**Rows:**
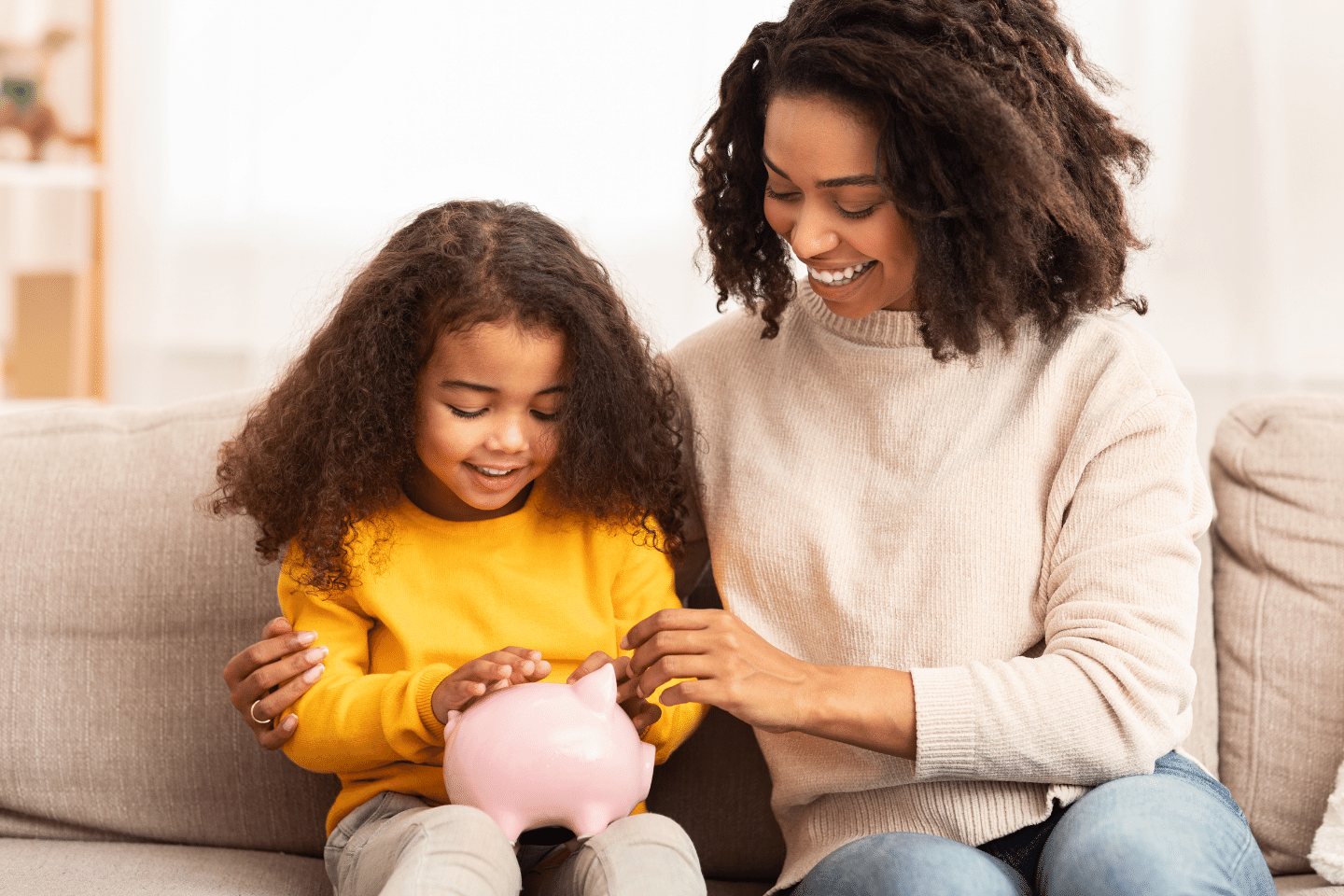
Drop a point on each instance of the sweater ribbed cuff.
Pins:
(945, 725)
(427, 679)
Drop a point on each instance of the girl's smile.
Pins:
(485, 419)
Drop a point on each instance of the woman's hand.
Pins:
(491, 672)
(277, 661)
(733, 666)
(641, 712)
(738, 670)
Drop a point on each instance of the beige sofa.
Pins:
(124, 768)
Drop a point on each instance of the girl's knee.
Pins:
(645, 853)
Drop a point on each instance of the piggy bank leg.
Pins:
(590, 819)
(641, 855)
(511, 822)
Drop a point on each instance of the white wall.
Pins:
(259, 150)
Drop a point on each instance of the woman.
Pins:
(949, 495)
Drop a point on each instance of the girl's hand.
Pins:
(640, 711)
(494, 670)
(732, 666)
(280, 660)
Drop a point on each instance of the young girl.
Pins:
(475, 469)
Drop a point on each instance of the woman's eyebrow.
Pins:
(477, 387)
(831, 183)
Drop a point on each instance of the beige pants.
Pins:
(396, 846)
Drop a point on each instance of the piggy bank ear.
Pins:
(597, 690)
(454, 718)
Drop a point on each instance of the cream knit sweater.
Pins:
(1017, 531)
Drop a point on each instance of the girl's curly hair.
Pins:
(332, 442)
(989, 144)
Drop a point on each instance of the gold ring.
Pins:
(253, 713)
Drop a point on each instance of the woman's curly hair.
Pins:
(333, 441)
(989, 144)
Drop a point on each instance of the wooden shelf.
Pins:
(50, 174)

---

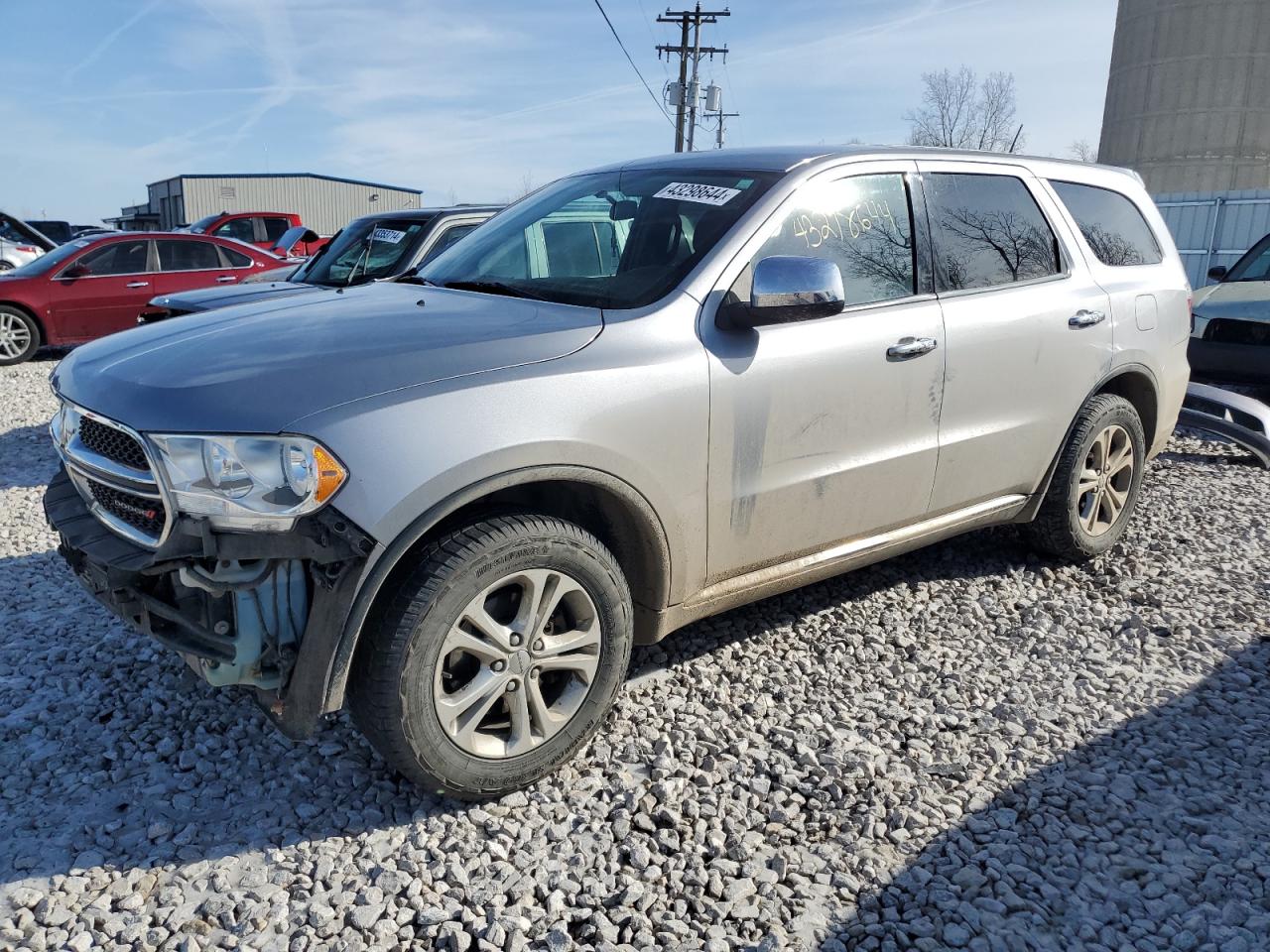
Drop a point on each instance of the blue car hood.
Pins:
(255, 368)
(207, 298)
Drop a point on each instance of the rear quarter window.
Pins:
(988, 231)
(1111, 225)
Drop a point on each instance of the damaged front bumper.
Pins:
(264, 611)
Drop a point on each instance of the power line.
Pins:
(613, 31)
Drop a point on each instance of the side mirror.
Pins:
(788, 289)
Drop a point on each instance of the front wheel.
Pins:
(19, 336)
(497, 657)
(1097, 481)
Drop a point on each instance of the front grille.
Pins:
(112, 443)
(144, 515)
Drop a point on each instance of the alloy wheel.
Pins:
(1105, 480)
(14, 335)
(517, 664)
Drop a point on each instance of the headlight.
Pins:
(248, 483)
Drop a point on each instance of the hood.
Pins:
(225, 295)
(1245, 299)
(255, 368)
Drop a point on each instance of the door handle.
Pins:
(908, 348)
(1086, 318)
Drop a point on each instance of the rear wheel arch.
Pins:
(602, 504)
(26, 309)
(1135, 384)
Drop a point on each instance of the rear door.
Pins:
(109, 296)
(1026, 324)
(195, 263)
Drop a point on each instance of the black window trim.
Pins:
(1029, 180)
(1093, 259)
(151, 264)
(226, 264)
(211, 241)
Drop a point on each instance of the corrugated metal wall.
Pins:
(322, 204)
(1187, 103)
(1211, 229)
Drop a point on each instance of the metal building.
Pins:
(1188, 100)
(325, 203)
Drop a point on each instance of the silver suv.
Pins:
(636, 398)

---

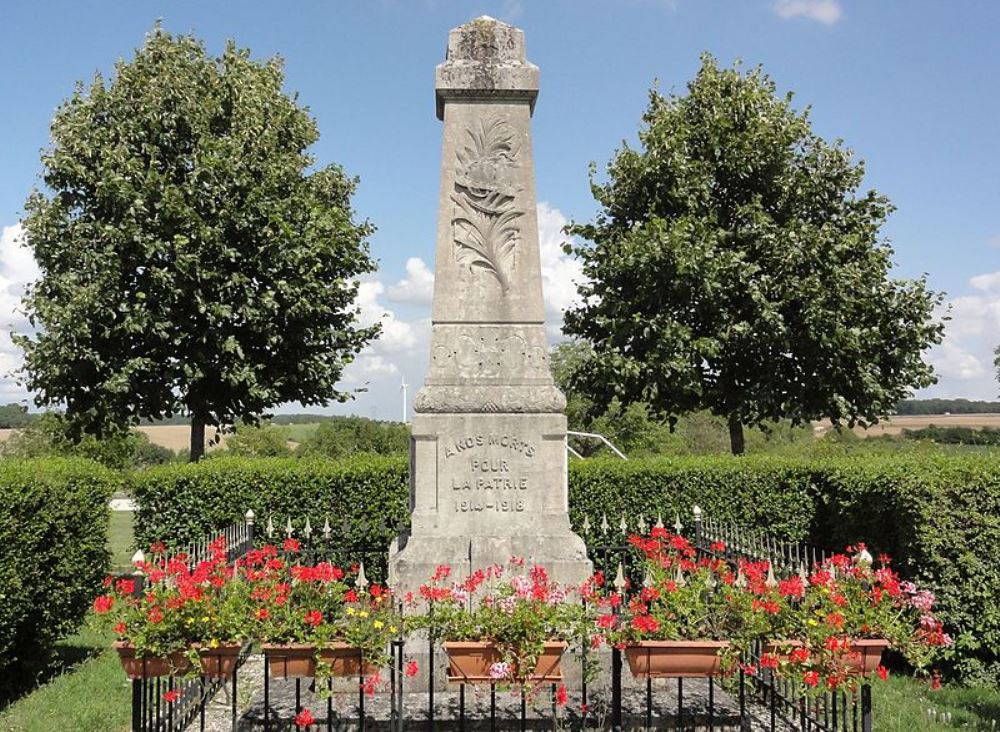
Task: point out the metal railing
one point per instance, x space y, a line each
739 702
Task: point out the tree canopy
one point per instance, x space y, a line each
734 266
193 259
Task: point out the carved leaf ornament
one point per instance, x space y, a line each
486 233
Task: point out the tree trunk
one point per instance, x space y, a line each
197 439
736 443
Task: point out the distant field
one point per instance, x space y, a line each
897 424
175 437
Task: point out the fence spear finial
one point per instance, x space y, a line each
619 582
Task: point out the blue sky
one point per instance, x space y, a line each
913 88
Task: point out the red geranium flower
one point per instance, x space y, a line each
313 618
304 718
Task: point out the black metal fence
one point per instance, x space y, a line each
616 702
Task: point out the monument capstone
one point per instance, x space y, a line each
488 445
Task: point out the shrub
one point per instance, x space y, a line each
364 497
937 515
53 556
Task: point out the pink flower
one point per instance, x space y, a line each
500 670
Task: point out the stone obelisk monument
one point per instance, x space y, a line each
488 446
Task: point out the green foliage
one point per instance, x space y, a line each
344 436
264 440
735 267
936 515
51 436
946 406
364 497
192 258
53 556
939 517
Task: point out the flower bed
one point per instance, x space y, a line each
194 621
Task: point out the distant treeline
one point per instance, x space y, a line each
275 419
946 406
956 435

**Written exercise:**
Give back only the lines from the one containing "Drop a point on each instance of the girl's knee." through the one containing "(1017, 531)", with every "piggy bank" replaced by "coin bank" and nothing else changed.

**Correct response:**
Drop a point on each instance of the girl's knee.
Pins:
(645, 853)
Drop a point on each instance of the coin bank leg.
Pins:
(590, 819)
(641, 855)
(511, 822)
Drop a point on each instance of the white wall.
Pins:
(259, 150)
Drop a point on each instance of the woman.
Pins:
(949, 495)
Drop a point on each instance of the girl's hand.
Pins:
(640, 711)
(494, 670)
(732, 666)
(280, 660)
Drop a point on each instance of the young girl.
Pins:
(475, 469)
Drop a point on each instance of the woman's eyebrow.
Pins:
(477, 387)
(831, 183)
Drop a point on each instance of the beige pants.
Pins:
(396, 846)
Drop a point on each instance of the coin bank ear.
Pins:
(597, 690)
(454, 718)
Drop a point on each instance of the cream knit sweater.
Pins:
(1017, 531)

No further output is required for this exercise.